Stored items from a collection
========

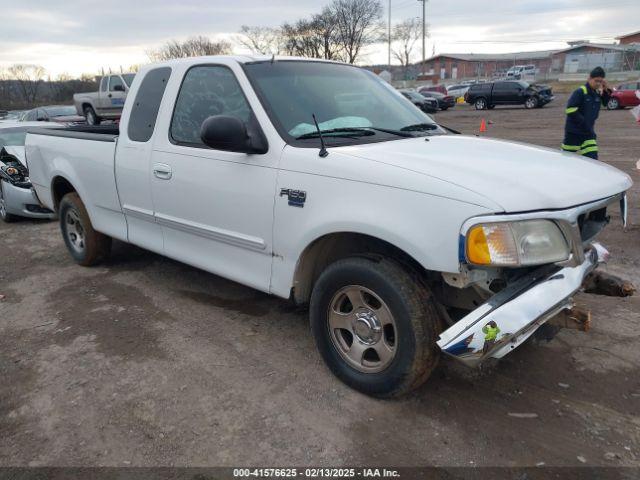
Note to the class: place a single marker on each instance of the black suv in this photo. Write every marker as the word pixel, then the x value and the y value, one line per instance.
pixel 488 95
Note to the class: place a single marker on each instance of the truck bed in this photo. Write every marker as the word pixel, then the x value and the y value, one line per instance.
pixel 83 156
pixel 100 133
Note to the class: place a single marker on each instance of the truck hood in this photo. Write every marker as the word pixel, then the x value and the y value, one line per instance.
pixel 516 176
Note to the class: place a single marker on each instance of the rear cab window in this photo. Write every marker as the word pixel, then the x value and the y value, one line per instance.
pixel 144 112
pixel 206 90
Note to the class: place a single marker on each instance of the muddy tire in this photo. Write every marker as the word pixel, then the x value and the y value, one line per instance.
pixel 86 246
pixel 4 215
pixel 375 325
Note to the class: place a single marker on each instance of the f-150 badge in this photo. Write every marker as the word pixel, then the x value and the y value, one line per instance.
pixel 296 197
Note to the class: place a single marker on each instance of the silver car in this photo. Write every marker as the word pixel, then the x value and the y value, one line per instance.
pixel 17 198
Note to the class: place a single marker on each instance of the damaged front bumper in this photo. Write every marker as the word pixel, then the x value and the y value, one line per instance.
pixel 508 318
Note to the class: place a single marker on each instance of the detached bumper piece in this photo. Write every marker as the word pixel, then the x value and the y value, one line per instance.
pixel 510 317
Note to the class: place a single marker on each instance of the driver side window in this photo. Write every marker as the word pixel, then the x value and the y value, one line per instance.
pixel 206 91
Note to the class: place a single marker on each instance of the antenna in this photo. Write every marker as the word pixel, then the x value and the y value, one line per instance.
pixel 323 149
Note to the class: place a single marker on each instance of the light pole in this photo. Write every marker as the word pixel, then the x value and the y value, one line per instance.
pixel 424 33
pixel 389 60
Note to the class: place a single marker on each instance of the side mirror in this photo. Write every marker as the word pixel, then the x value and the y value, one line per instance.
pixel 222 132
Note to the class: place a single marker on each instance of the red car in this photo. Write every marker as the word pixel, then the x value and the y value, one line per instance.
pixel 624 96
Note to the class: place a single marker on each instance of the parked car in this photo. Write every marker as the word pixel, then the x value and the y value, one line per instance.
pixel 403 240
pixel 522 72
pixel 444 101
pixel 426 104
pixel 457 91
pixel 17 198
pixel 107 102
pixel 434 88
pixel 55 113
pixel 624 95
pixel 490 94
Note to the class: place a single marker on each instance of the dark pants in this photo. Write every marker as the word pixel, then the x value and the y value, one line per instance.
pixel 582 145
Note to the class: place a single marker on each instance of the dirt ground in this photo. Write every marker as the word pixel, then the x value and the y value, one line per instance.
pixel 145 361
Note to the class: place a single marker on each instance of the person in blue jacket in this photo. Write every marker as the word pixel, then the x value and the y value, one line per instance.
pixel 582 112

========

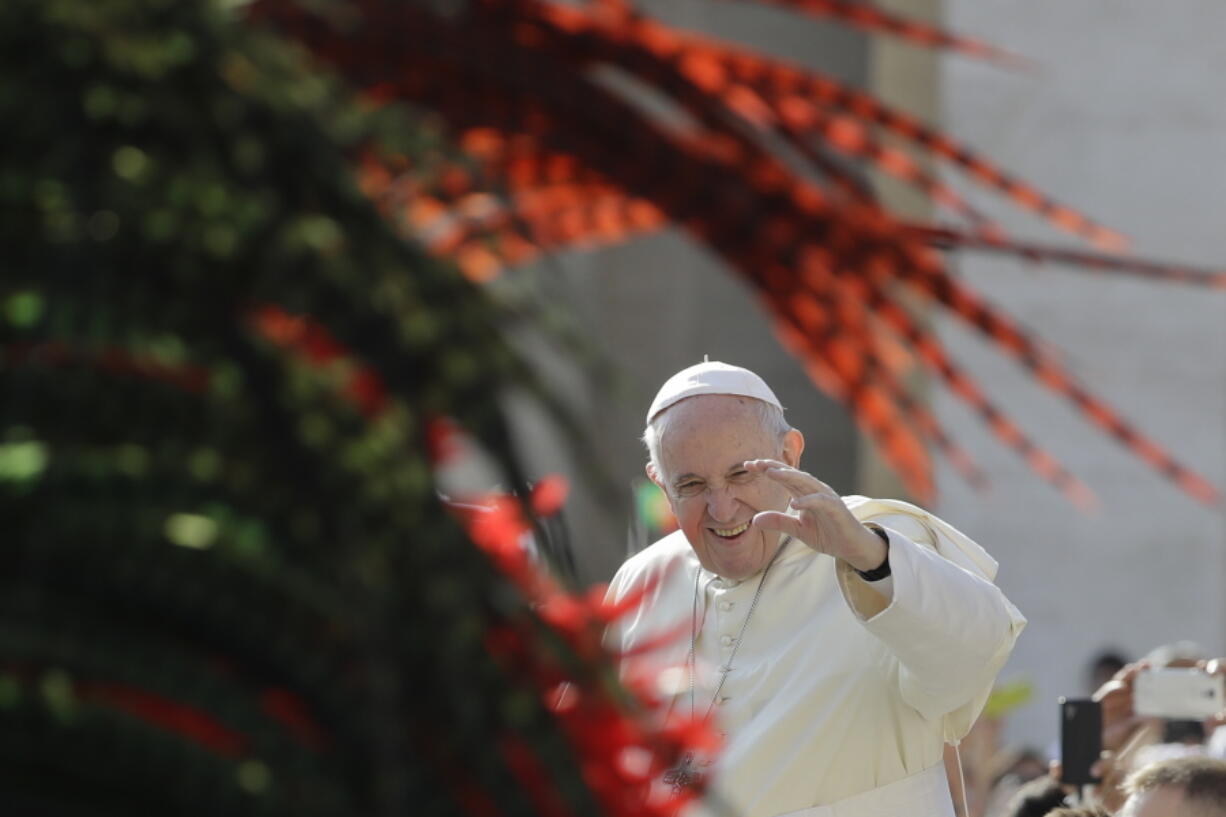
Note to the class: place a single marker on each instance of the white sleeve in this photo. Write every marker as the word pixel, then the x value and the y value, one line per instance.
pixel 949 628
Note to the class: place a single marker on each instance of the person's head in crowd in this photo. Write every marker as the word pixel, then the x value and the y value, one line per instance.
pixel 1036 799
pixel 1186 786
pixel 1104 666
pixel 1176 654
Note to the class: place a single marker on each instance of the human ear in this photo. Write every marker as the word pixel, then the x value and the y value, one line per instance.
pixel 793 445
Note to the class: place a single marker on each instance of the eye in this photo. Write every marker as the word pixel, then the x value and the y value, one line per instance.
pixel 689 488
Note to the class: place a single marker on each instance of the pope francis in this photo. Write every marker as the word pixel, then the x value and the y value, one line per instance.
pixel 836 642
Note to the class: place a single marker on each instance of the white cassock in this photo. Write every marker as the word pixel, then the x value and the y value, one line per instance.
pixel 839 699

========

→ Task statement
Give again everything from the line containing "the white cassock" down to the line containing "pixel 839 699", with "white cassock" renamed to "white robe" and all else unchanged.

→ Finished task
Note to the class: place a single marker on each instance of the white robe in this photo. Write every marker as the word pixel, then the x value and the y value, one line per instance.
pixel 839 699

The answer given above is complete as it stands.